Exercise instructions: Decide whether each statement agrees with the blog entries below, answering yes or no and quoting the exact words of the text that decide it. (a) The writer photographed the reflection on the wall with a phone. (b) Detailed notes and diagrams kept the writer's excitement alive over time. (c) The sun reflected something onto the wall to the writer's left.

Quoted passage:
◆ ◆ ◆ ◆

Saturday, May 10, 2025

explorations

I've been pulled away from my work this past week but  yesterday I spent some time at my worktable rummaging through various bits and pieces of fabric, thread and paper of the work I've been doing exploring ...

where was I and where am I going to?

and how might I get there...

a few thoughts trickled in, then another and another and in an instant I went from feeling inspired to feeling rather overwhelmed

with limited time how do I capture all this so I don't forget the excitement of it?

I've tried writing detailed notes and drawing diagrams etc. but something is always lost in the translation and over time the notes aren't enough and everything I was feeling fizzles out

a few years ago I was in the same position with a different idea and I took to making small studies in fabric, thread and paper

little snapshots of what I was seeing in my mind, as fragmented as the fleeting thoughts themselves

for some reason a tiny piece of fabric can hold as much information as a few dozen words 

and it holds the excitement as well



in looking through these small studies (they're approx. 1 1/4" square) I was taken back when to when I did them, the reasons why are as sharp and relevant now as they were then




a few stitches, scrap of cloth

some held together by pins or paperclips








over time I referred back to them whilst working on various things

there's always something there to guide me, or to spark an idea




over the past few weeks I've gathered so many ideas for my Japanese design aesthetic inspired work that I haven't been able to keep up with documenting them but I think this might be the perfect way to do it

small snippets, just a few stitches, or one ragged edge

a wealth of information in the smallest pieces and the simplest work

sometimes I think these little pieces are not just a way to store information or ideas

sometimes I think they might just be the way



the Haiku continue… it hasn’t been easy but i’ve kept at it, every day. Here are a couple of recent ones:


Crocus 


spring's purple anthem

perversely poking through snow

tenacious impatience


crocuses in the Yukon… through thick and thin, and snow




Bald Eagle



that piercing gaze

measure taken, then dismissed

the humbling of it



an eagle sitting atop a tree, looking down at me for a moment, and then not

jillayne




Saturday, May 3, 2025

making my mark


last Sunday morning, whilst sitting at my writing table I noticed the sun was reflecting something onto the wall at my right

after watching it for a while I decided it reminded me some kind of letter form

not one in a written language I was familiar with, more of an Asemic version of what a letter/word mark might look like

I started trying to write it but was afraid the light show might disappear before I had it so I ran and grabbed my phone to take a picture

because the reflection was down low and there was a cabinet blocking my access I had to take the photo from an odd angle so it doesn't look quite like what I saw from my desk but it's close




the lines on the left weren't there and faint lines at the bottom centre weren't visible either, just the stronger, bolder ones

the two small marks on the scrap of graph paper in the image below are what I first drew - as I shifted side to side in my chair I could see both of those marks

then I edited them, simplifying, striving for something cleaner, less intricate




I did many of the small versions and when I was satisfied with what I was doing I thought about what I might use the mark for

it feels rather personal, the way it happened to show up on my wall, just where I could see it as I wrote... perhaps I could use it a "maker's mark"?

◆ ◆ ◆ ◆

Collected material:
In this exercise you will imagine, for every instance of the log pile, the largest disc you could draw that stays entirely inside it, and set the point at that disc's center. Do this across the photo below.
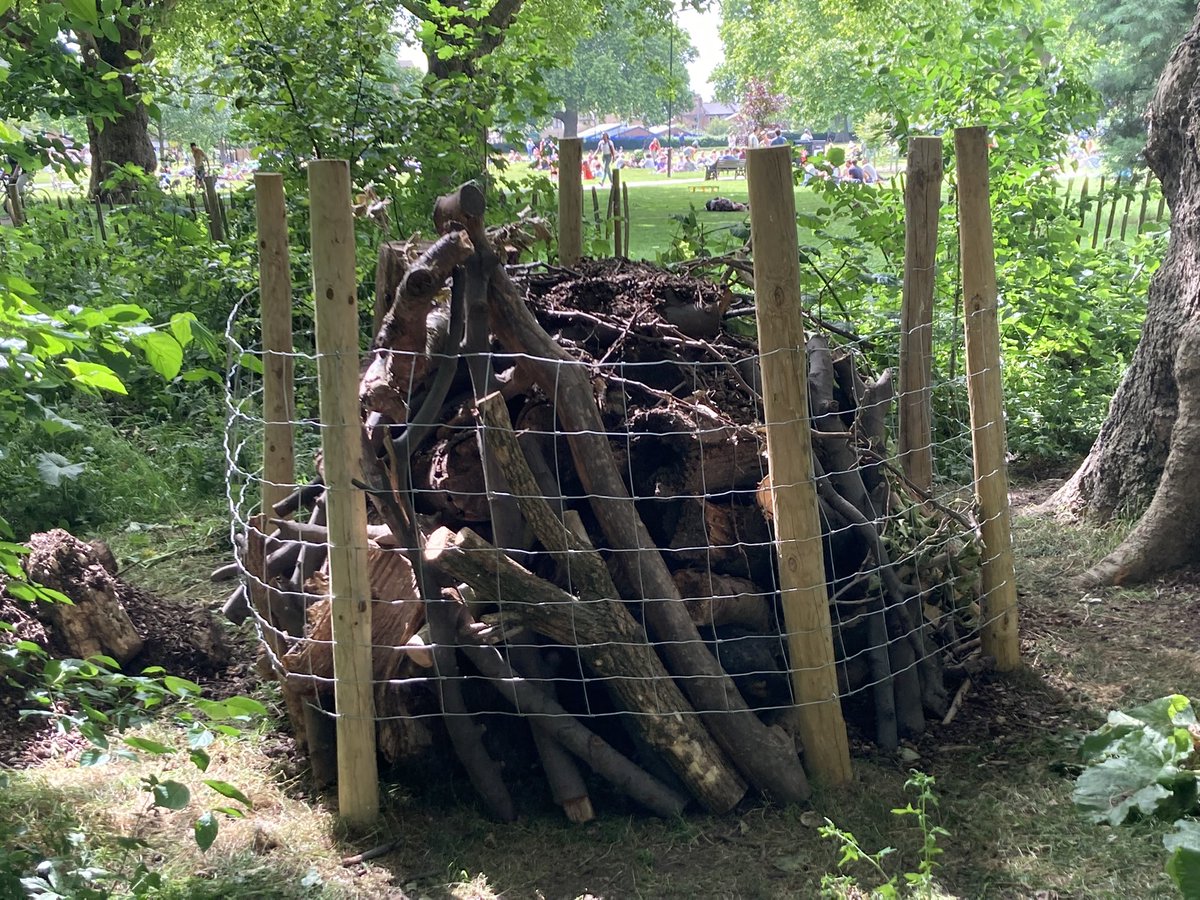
(570, 502)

◆ ◆ ◆ ◆

Response to the exercise:
(a) Yes: "I ran and grabbed my phone to take a picture"
(b) No: "over time the notes aren't enough and everything I was feeling fizzles out"
(c) No: "the sun was reflecting something onto the wall at my right"